Referring expression data:
↓

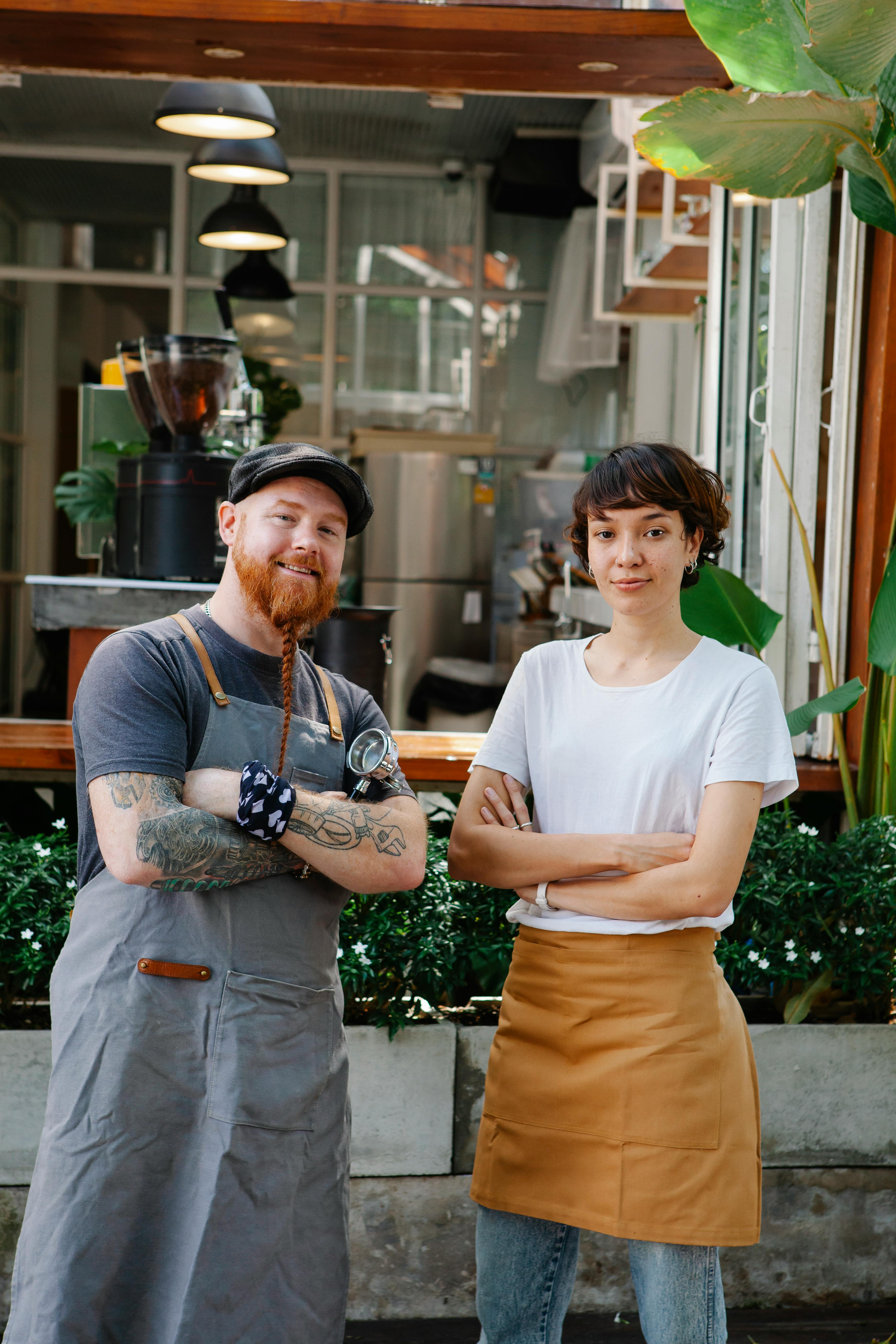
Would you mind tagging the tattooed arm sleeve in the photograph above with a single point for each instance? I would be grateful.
(148, 838)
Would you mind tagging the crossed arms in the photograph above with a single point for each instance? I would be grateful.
(668, 877)
(156, 833)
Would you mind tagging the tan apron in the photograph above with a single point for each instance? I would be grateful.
(622, 1093)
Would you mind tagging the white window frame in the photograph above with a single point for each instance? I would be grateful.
(178, 281)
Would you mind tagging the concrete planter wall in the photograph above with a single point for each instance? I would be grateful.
(829, 1151)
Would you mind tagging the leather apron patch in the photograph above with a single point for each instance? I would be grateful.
(174, 969)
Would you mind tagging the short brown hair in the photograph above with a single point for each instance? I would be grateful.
(653, 474)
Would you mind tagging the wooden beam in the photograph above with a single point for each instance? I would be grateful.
(364, 44)
(876, 482)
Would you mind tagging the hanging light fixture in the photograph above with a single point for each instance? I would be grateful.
(244, 224)
(257, 279)
(245, 162)
(207, 109)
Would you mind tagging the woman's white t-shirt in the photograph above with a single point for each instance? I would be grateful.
(636, 760)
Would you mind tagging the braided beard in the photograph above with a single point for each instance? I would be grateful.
(293, 608)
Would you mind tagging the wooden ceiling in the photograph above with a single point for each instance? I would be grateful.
(364, 44)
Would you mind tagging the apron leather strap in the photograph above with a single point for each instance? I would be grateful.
(214, 685)
(332, 707)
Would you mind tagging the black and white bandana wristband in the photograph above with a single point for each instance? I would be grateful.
(267, 801)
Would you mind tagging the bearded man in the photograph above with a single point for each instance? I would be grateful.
(191, 1182)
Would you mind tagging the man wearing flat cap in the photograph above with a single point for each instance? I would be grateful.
(193, 1175)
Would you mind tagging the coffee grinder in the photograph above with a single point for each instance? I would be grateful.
(179, 491)
(147, 412)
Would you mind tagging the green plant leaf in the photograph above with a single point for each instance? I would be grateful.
(800, 1006)
(767, 144)
(882, 632)
(871, 203)
(761, 44)
(835, 702)
(852, 39)
(88, 495)
(723, 608)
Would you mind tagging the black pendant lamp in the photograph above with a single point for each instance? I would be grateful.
(258, 163)
(244, 224)
(233, 111)
(257, 279)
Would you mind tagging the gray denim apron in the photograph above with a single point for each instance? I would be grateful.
(193, 1176)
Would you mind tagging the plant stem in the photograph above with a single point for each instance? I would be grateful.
(868, 753)
(840, 741)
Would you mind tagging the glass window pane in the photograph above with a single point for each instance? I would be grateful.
(403, 364)
(302, 209)
(519, 251)
(413, 232)
(578, 416)
(92, 217)
(288, 336)
(11, 329)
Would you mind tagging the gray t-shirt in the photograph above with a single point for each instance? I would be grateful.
(143, 705)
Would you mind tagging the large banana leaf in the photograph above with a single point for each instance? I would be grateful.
(852, 39)
(882, 633)
(835, 702)
(87, 495)
(761, 44)
(767, 144)
(871, 203)
(723, 608)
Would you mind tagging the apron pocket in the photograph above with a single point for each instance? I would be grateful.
(272, 1057)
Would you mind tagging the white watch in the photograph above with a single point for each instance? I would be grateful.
(542, 897)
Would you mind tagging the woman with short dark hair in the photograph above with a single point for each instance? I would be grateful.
(621, 1093)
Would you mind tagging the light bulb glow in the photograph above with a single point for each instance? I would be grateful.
(240, 241)
(214, 126)
(242, 174)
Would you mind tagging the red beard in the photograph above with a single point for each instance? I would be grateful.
(291, 607)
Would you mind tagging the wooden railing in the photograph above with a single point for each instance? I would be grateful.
(45, 745)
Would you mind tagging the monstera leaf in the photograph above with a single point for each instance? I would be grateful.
(761, 44)
(723, 608)
(836, 702)
(767, 144)
(852, 39)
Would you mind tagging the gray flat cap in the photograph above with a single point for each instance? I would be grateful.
(273, 462)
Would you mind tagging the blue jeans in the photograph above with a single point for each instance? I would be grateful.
(526, 1271)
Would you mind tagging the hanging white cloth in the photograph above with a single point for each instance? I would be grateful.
(571, 341)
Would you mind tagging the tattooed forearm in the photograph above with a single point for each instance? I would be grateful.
(128, 787)
(343, 826)
(198, 851)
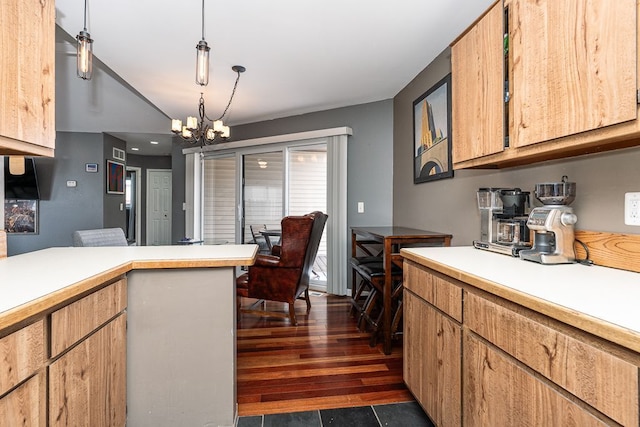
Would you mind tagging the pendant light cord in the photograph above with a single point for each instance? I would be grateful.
(233, 92)
(85, 15)
(202, 19)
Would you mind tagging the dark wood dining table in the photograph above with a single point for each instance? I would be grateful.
(392, 239)
(268, 233)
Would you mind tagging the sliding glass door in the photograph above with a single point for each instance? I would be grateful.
(262, 191)
(307, 192)
(219, 200)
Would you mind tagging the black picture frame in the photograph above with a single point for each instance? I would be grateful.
(21, 216)
(432, 133)
(115, 177)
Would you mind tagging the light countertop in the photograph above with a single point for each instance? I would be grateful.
(35, 280)
(600, 300)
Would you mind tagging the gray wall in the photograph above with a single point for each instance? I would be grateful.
(369, 153)
(449, 205)
(64, 209)
(114, 211)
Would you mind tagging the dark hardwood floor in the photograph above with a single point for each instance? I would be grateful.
(324, 362)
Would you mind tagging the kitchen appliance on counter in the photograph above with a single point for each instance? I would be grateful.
(503, 220)
(553, 224)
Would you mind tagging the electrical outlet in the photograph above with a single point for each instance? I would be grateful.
(632, 208)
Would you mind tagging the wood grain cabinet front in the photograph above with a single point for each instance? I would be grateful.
(22, 353)
(432, 343)
(498, 392)
(87, 376)
(567, 71)
(596, 377)
(477, 110)
(26, 405)
(27, 76)
(22, 377)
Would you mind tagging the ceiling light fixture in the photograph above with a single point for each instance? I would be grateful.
(202, 58)
(85, 50)
(197, 130)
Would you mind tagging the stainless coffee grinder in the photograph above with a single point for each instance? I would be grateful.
(553, 224)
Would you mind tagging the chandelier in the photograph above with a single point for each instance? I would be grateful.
(202, 130)
(84, 50)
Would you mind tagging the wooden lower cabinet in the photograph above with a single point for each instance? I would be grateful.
(432, 352)
(498, 392)
(25, 405)
(505, 365)
(87, 385)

↑

With every picture removed, give the entries above again exactly.

# ANSWER TO THIS TASK
Would you mind tagging the tattooed arm sleeve in the photograph above with a single point for each instance? I would be grateful.
(148, 838)
Would you mind tagging the crossed arms in the photograph above with a single point for each instance? I would be grateful.
(668, 877)
(156, 833)
Would you mind tagging the tan apron in the photograph above with a single point for each instance? I would be grateful.
(622, 1093)
Would you mind tagging the white window frame in the photograph above with a single point for each instance? I would be grateful.
(178, 281)
Would you mind tagging the concrete planter wall in the photograph above with a single point for each instance? I would be grateful.
(829, 1151)
Would you mind tagging the leather apron patch in the photograph above with a single point for each instance? I would be grateful.
(174, 969)
Would you mind tagging the short brown hair in the photograph above with a single point for each instance? I would be grateful.
(653, 474)
Would you mind tagging the wooden beam in the photograph above with a single point for each instance? I would be grateful.
(364, 44)
(876, 482)
Would you mind tagging the hanging light fixture in the photograph above with a single point for each instance? I would be grateful.
(244, 224)
(257, 279)
(245, 162)
(207, 109)
Would you mind tagging the woman's white t-shirt in the photograph above with a single point for each instance? I would be grateful.
(636, 760)
Would you mind tagging the braided beard in the photograph above with a single point for each instance? I would be grateful.
(293, 608)
Would you mind tagging the wooden ceiling in the photograph above with a single point for each instance? I would be grateful.
(364, 44)
Would you mind tagging the apron leather strap in the photograph above with a single point for each instance? I would be grateful.
(214, 685)
(332, 707)
Would you mind tagging the black and white bandana wristband in the photograph above with a single point for each instance? I would be grateful.
(267, 801)
Would you mind tagging the bearded man in the photograph above with a single point for each instance? I would be grateful.
(191, 1182)
Would you mind tagging the man wearing flat cap in the photograph above with a single point for each instance? I would be grateful.
(193, 1175)
Would you mind tagging the coffee grinder in the photograph above with a single point for each instance? I would be grateful.
(179, 491)
(147, 412)
Would you mind tagging the green plant leaf in the photograph above with a single point for each instance? I would be grateful.
(800, 1006)
(767, 144)
(882, 632)
(871, 203)
(761, 44)
(835, 702)
(852, 39)
(88, 495)
(723, 608)
Would you mind tagging the black pendant lamp in the photograph above with a single point for each instance? I would be grateful.
(258, 163)
(244, 224)
(233, 111)
(257, 279)
Would you mind tagging the gray denim apron in the photograph above with a single point for each instance? I would be grateful.
(193, 1176)
Would you mind tagging the plant stem in the photograph above with a single point for each instance? I would be grateful.
(868, 753)
(840, 741)
Would you mind tagging the glass window pane in the photograph above with a single point for each instance? I would be grateful.
(403, 364)
(302, 209)
(519, 251)
(413, 232)
(578, 416)
(92, 217)
(288, 336)
(11, 329)
Would you mind tagging the gray t-shirt in the photograph above with a single point for each instance? I would be grateful.
(143, 705)
Would you mind tagging the large banana leaf in the photograph above with a single point for each instance? I would be grateful.
(852, 39)
(882, 633)
(835, 702)
(87, 495)
(761, 44)
(767, 144)
(871, 203)
(723, 608)
Would you mind tagging the apron pocket in the photograph above with a single point for each instance? I would be grateful.
(272, 1057)
Would you mind tagging the white watch in the photograph above with a single point for each instance? I would be grateful.
(542, 897)
Would you mind tagging the woman with short dark hair in the photograph above with a single point for each instance? I would be grateful.
(621, 1093)
Would you mind tagging the light bulb glow in the photograph above with a single point for each instance? I would be grateful.
(240, 241)
(214, 126)
(242, 174)
Would you mind tagging the red beard in the photograph above with a single point for each instance? I would be grateful.
(291, 607)
Would you mind tagging the wooden railing in the photograph above with a single point for each instance? I would be grateful.
(45, 745)
Would you mind tagging the monstera leaf in the photograph above with a single point for each instance? I would be grateful.
(761, 44)
(723, 608)
(836, 702)
(767, 144)
(852, 39)
Would you mind tagging the gray flat cap in the photograph above with a single point for each instance? I would be grateful.
(273, 462)
Would you mind tagging the blue jeans in the photograph above with a single point for each instance? I would be grateful.
(526, 1271)
Would you mind tagging the hanging white cloth in the photograph above with a single point for each instance? I would be grateful.
(571, 341)
Would you mind tagging the tattooed forearm in the photograph above with a single point for each instance? I would be grateful.
(128, 787)
(343, 826)
(198, 851)
Would you mind tagging the pendant light cord in the photograph above with a single point for each instance? I would be grateful.
(233, 92)
(85, 15)
(202, 19)
Would you mind tagging the dark wood dining table in the photograph above with a single point for each instance? I would be grateful.
(392, 239)
(268, 233)
Would you mind tagging the sliding glass door in the photograph above with a single point for each instance? I would be grateful.
(262, 191)
(307, 192)
(219, 200)
Would you mind tagging the black picture frame in the photograph above with a single point for each instance? I would be grateful.
(21, 216)
(432, 133)
(115, 177)
Would you mind tagging the light countertop in the photograph above with a single point for each instance? I would be grateful.
(35, 280)
(600, 300)
Would you mind tagging the gray wall in the photograph above with a single point for each instance? I would be grateful.
(369, 153)
(449, 205)
(64, 209)
(114, 211)
Would you mind tagging the dark hardwood floor in the photograph above with a single point for each instance? I would be grateful.
(324, 362)
Would you mind tagging the kitchen appliance on counter in the photograph above with a single point for each instance? I would be grateful.
(503, 220)
(553, 224)
Would you mind tagging the electrical outlet in the photograph above with a single point for each instance? I would be grateful.
(632, 208)
Would you mind tagging the wood grain cabinet front in the photograph above with a single point for each instance? I would be grateful.
(22, 353)
(432, 343)
(498, 392)
(87, 376)
(567, 71)
(596, 377)
(477, 110)
(26, 405)
(27, 76)
(22, 377)
Would you mind tagging the ceiling light fixture in the photograph above with a single point for each instance? I would be grateful.
(202, 58)
(85, 50)
(197, 130)
Would you mind tagging the stainless coffee grinder in the photograph above with a single point for each instance? I would be grateful.
(553, 224)
Would you mind tagging the chandelier in the photograph above with a single point for each instance? I would be grateful.
(202, 130)
(84, 50)
Would you mind tagging the wooden lower cabinet in the photograph above with a single point for each instance? I would be grateful.
(432, 352)
(498, 392)
(25, 405)
(505, 365)
(87, 385)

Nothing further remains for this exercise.